-- START DATA ENTRIES --

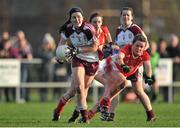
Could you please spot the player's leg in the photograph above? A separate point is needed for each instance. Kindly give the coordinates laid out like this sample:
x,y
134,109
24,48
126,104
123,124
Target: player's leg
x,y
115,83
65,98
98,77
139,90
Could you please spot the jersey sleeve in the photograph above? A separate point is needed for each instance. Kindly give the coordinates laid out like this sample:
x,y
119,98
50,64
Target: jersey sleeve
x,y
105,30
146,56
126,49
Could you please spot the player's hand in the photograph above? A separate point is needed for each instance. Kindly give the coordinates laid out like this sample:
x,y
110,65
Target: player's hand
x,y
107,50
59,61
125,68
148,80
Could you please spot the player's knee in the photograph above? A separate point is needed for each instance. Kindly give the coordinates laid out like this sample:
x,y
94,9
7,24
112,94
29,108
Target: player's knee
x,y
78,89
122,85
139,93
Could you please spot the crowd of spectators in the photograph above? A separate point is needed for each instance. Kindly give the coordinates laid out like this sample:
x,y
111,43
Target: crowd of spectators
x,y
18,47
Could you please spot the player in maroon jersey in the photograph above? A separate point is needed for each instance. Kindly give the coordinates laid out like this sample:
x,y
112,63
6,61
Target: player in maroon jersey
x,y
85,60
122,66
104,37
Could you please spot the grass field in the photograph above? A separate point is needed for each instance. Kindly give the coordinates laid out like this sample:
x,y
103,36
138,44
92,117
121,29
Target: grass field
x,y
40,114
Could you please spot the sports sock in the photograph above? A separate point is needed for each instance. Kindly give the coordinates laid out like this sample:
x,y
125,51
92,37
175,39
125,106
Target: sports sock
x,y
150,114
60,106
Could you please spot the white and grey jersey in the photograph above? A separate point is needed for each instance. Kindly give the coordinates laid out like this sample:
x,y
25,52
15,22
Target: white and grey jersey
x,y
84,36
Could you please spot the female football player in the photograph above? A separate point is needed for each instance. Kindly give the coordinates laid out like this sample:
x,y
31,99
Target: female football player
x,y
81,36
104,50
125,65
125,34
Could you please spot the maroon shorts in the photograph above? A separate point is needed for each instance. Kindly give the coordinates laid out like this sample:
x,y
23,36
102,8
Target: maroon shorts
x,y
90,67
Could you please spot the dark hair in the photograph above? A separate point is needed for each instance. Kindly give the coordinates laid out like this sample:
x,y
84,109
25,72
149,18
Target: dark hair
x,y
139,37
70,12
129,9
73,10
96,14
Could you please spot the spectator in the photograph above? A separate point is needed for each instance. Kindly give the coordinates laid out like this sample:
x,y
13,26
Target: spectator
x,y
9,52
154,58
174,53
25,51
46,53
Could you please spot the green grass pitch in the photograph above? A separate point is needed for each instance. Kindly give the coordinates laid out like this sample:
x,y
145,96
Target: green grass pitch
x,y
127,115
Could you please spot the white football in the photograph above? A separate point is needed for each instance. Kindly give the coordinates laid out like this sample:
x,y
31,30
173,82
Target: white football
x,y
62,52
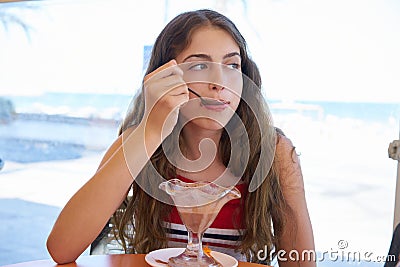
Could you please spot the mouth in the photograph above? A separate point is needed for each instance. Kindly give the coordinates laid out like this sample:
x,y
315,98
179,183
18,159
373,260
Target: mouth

-- END DATA ENTRIES --
-- START DATA ENTRIES --

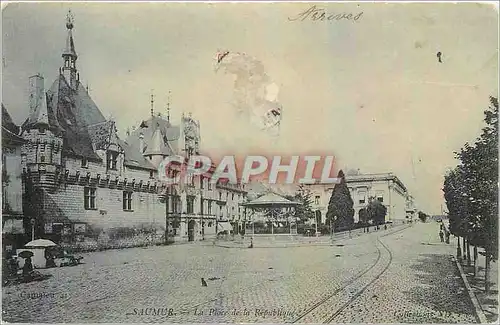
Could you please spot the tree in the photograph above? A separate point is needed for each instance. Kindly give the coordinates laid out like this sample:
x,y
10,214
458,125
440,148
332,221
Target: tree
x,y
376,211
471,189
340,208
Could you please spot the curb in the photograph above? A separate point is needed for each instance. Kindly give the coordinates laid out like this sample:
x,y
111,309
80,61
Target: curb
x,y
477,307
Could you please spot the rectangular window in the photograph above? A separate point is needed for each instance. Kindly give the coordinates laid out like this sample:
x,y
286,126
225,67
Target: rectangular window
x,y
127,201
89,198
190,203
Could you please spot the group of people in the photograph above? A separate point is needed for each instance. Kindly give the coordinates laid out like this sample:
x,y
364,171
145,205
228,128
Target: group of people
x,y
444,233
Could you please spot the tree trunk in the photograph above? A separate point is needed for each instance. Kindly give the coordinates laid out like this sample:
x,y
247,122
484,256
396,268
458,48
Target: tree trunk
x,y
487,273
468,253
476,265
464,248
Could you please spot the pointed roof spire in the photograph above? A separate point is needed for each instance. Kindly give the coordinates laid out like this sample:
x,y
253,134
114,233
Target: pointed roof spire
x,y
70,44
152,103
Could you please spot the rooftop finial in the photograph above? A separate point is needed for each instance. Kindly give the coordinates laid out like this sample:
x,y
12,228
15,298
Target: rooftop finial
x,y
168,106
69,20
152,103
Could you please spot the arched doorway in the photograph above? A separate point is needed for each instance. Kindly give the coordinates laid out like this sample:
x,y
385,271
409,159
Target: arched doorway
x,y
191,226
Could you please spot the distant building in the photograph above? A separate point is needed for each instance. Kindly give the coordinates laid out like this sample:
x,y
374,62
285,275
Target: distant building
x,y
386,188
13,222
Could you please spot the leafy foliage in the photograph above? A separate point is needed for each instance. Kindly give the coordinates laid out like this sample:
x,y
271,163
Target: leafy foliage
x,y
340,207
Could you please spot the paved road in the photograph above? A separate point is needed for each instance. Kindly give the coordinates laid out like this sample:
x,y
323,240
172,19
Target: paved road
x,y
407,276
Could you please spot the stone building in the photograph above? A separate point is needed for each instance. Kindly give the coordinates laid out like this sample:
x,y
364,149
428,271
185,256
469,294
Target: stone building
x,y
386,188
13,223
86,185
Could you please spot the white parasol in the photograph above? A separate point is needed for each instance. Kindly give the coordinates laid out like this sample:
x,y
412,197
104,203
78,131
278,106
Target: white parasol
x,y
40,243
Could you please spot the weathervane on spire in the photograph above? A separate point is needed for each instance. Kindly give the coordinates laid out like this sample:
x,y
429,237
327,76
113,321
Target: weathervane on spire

-- END DATA ENTRIES --
-- START DATA ENTRIES --

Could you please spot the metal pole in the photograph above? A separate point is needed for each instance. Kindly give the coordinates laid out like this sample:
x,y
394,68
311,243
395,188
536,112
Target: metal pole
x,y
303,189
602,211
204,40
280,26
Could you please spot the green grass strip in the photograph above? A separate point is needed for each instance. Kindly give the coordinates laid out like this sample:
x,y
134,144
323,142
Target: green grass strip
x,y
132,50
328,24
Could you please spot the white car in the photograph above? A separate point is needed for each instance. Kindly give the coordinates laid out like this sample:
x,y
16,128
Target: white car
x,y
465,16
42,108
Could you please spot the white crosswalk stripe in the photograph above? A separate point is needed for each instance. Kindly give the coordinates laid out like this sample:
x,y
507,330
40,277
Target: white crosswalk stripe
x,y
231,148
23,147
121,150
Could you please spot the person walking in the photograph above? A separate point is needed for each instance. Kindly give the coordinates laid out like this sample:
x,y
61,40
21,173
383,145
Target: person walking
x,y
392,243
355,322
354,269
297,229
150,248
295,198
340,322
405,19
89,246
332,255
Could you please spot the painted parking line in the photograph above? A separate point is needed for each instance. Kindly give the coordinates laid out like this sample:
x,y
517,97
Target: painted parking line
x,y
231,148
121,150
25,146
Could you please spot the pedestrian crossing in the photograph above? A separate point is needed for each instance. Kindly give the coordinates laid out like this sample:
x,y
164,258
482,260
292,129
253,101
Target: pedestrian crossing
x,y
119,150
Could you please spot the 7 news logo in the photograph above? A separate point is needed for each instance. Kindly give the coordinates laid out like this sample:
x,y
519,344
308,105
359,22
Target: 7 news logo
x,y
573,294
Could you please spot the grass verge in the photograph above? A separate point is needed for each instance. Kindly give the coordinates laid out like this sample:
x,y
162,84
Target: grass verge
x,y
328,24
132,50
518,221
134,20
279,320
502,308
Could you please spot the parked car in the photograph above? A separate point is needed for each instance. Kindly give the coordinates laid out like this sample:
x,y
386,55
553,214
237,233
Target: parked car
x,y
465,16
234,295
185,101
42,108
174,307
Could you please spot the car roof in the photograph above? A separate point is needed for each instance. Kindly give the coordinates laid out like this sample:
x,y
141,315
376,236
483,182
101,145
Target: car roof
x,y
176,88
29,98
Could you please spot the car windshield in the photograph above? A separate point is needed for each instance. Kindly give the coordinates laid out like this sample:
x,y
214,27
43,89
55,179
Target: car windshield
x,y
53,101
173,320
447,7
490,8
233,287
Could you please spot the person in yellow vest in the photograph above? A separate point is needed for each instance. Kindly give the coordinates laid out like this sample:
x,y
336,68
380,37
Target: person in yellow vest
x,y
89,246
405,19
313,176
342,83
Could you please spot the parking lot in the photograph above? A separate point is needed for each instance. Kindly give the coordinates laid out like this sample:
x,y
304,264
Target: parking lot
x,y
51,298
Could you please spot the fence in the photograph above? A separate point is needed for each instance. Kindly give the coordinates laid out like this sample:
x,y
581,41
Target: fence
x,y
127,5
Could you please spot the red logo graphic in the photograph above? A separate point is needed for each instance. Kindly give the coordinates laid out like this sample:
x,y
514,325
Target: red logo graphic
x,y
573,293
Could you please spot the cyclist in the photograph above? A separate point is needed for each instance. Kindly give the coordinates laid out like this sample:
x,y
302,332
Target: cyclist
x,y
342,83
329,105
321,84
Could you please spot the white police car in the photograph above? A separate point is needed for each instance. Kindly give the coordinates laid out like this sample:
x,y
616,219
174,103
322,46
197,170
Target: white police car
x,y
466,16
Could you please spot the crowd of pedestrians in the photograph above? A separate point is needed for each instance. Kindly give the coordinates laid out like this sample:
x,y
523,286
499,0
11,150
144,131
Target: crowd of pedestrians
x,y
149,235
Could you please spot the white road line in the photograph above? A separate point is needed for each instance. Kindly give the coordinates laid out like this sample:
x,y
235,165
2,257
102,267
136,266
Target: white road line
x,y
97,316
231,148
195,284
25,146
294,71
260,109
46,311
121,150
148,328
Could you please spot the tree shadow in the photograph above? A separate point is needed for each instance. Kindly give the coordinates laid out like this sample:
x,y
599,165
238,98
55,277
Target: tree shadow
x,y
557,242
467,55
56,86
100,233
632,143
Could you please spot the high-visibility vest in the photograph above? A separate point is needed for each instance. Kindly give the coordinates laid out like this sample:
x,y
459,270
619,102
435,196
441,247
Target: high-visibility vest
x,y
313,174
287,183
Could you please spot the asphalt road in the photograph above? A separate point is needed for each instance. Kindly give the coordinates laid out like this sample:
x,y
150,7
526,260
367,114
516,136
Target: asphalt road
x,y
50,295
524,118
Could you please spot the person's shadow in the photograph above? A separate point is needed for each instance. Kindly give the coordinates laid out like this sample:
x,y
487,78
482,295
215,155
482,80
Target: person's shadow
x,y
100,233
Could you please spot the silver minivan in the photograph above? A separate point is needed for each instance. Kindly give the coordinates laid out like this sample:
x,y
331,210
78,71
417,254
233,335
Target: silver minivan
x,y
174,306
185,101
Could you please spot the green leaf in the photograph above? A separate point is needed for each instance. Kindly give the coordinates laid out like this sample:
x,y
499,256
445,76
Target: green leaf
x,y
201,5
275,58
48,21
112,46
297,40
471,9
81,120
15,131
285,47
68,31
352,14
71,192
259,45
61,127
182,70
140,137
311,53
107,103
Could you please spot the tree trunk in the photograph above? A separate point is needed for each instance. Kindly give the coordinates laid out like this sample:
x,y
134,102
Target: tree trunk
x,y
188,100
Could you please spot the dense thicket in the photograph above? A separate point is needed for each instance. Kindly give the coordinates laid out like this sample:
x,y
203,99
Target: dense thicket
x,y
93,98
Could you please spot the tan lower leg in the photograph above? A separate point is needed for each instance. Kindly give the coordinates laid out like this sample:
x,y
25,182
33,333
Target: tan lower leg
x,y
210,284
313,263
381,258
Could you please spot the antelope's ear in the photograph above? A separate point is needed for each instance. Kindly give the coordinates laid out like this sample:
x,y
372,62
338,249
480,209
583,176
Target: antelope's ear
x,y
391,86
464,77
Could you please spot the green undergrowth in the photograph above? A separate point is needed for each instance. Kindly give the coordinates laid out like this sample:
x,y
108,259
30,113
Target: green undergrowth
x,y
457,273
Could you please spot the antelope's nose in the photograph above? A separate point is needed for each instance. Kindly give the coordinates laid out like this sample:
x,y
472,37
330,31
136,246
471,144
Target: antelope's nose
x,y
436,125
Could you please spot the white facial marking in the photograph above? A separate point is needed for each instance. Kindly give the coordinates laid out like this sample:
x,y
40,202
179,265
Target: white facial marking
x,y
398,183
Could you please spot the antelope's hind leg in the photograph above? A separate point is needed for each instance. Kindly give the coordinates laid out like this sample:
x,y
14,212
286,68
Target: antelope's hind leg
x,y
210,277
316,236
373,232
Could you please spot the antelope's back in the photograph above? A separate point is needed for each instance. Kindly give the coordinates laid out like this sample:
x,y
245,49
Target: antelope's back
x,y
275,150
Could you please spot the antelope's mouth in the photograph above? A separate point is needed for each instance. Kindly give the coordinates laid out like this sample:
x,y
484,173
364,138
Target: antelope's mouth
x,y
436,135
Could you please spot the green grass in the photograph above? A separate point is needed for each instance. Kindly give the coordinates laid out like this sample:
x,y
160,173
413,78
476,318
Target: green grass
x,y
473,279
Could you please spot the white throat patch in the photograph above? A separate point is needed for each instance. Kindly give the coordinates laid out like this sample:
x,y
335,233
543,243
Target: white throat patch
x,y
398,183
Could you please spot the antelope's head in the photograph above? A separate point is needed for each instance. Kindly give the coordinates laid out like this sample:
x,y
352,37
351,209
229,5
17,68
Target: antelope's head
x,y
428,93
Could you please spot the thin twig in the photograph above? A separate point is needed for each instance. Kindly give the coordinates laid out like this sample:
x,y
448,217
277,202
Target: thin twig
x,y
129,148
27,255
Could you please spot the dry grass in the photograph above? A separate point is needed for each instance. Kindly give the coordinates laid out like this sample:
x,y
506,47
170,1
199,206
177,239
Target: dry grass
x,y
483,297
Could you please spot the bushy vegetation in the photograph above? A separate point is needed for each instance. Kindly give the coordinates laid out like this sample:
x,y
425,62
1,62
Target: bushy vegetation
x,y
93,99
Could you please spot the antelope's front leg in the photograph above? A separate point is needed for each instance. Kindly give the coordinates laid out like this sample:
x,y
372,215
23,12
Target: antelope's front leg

-- END DATA ENTRIES --

WHAT YOU ARE ASKED TO DO >> Pull out every line in the rows above that contains the word "silver" and copy each one in full.

COMPLETED TASK >>
Could you please spot the silver minivan in the photograph above? A separate point is needed for each instance. Kindly give the coordinates laid out like this sample:
Target: silver minivan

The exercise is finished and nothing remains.